В истории самой истории философии можно выделить три основных поворотных момента, в которых она решительно менялась,  приобретая новый контекст. Это моменты, во-первых, доксографический (ассоциируется с Диогеном), во-вторых, историцистский (ассоциируется с Гегелем) и, в-третьих, текстологический (ассоциируется с Ясперсом). Наше время – можно сказать, время  «после Ясперса» и в связи с этим, на мой взгляд, современная история философии встречает опасность в виде так сказать, филологизма, когда под назойливым обаянием языкознания и лингвистики, текстологии и дискурс-анализа философия постепенно может утратить свою автономию, философский текст потерять свою специфику и превратиться в филологический феномен. «Филологизм» прежде всего и, так сказать, на поверхности, сказывается в стилистике философских текстов, освобожденных от композиционной, структурной, логической и понятийной строгости, от любых обязательств их авторов по отношению к читателю. Более глубокое влияние филологизма простирается в сферу смысла, и от этого в самой большой степени может пострадать история философии, которая на основе апологии эссеистики возьмется рассматривать философский текст как разновидность  литературы, а саму философию как вид свободного творчества.

   Таким образом, в теоретическом контексте и с претензией на научное знание история философии в результате может оказаться чем угодно – и паранаукой, и  квазиискусством, и псевдоремеслом. Но именно в контексте практической философии она приобретает внятный статус дисциплины, призванной быть не только разделом философии, но и сыграть дисциплинирующую роль, сформулировать  нормы и правила написания, чтения и интерпретации философских текстов. 

   «Что можно делать с текстом? Только три вещи: писать, читать и комментировать» - так выразился А.М. Пятигорский, и в отношении к этим «делам» имеют смысл требования философской дисциплины. Разумеется, если понимание для нас – не полумистическое событие, не чудо, а результат приложения добровольных усилий и награда за честный труд. К кому же могут быть обращены эти требования, и когда они призваны проявить свою действенность?

■ **Предоставленные записи**
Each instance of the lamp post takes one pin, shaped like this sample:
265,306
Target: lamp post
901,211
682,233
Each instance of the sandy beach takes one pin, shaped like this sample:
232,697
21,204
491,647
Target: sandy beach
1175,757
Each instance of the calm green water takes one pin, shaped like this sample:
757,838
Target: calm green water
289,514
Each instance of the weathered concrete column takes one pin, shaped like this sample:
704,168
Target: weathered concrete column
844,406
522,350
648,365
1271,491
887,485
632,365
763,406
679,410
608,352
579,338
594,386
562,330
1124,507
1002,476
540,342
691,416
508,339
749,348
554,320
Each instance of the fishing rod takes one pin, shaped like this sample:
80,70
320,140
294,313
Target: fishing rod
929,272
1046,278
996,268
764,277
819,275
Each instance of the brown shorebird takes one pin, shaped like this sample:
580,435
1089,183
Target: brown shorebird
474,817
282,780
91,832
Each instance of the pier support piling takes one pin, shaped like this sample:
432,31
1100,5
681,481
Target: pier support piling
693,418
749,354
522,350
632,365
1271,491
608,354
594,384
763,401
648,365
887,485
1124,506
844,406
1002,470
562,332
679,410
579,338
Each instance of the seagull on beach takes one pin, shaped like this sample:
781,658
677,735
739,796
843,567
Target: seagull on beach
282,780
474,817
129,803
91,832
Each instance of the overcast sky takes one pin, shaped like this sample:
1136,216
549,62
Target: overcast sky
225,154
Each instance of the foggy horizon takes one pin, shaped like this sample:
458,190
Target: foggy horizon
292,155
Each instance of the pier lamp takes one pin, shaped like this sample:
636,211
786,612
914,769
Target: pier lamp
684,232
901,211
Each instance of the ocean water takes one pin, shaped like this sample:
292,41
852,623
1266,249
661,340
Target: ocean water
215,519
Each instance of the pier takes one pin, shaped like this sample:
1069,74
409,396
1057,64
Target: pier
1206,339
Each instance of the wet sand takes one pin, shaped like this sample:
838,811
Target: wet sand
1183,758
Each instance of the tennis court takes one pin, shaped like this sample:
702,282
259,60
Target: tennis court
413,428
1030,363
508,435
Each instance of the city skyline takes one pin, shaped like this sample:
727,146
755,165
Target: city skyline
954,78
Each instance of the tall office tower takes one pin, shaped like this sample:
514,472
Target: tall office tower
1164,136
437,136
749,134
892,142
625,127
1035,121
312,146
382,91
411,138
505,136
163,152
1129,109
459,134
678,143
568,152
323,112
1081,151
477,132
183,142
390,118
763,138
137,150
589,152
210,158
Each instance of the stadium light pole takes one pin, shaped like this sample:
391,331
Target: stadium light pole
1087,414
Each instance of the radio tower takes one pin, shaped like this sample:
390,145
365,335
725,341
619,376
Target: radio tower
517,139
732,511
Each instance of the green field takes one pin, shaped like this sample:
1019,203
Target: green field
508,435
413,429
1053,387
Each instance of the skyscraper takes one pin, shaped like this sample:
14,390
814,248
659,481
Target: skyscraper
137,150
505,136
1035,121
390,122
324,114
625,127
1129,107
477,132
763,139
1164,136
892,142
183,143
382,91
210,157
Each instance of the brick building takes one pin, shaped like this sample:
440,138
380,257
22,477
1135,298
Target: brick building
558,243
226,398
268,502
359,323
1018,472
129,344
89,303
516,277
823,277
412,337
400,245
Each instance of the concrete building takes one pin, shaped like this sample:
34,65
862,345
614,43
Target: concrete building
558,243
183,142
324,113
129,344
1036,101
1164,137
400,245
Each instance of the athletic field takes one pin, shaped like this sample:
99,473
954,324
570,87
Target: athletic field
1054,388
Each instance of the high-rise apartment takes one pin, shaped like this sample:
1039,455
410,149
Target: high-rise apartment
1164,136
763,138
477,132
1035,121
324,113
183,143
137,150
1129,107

■ **Задания**
• 1. Изложите текст об истории философии в двух предложениях.
• 2. Продолжите текст об истории философии с того места, на котором он заканчивается.

■ **Ответы по заданиям**
• 1. Автор выделяет в истории истории философии три поворотных момента: доксографический, историцистский и текстологический. По мнению автора, в наше время, «после Ясперса», ей грозит филологизм, при котором философский текст может утратить свою специфику и превратиться в разновидность литературы, и лишь в контексте практической философии история философии обретает внятный статус дисциплины, формулирующей нормы написания, чтения и интерпретации философских текстов.

• 2.
   В каждом философском тексте видна коммуникативная ситуация и определенный тип отношения между автором и читателем. В этой-то ситуации и надо уметь себя вести, чтобы главная цель текста – быть пóнятым – могла быть достигнута. Для этого требуются практические навыки, точнее, самодисциплина. Её цель - формирование, по выражению Г.-Г. Гадамера, «герменевтически воспитанного сознания», открытого самому «существу дела» и Другому. Если сочетать и анализ, и герменевтику, то, симметрично кантовской дисциплине чистого разума, можно сформулировать следующие принципы дисциплины чтения и понимания философских текстов:

-  никто не обладает априорным правом на адекватность интерпретации,

-  между обоснованными интерпретациями не должно быть «конфликта»,

- точка зрения Другого могла бы быть и моей,

- у всякого текста должен быть смысл.

   Как видно, адресат этих требований – и автор, и читатель, которые в коммуникативной текстовой ситуации расположены симметрично. Наличие «визави» для каждого – презумптивно, внятное его представление – обязательно, проявление к нему уважения – дóлжно. Попросту говоря, вразумительный ответ на вопросы «что?», «кому?» и «зачем?» ты пишешь, должен предшествовать первой странице текста – пишущегося и читаемого (можно предположить, что при этом должно заметно уменьшиться количество философской макулатуры, пишущейся даже не «в стол» - теми, кого И. Кант называл «учеными крикунами» и кому советовал известное эффективное средство).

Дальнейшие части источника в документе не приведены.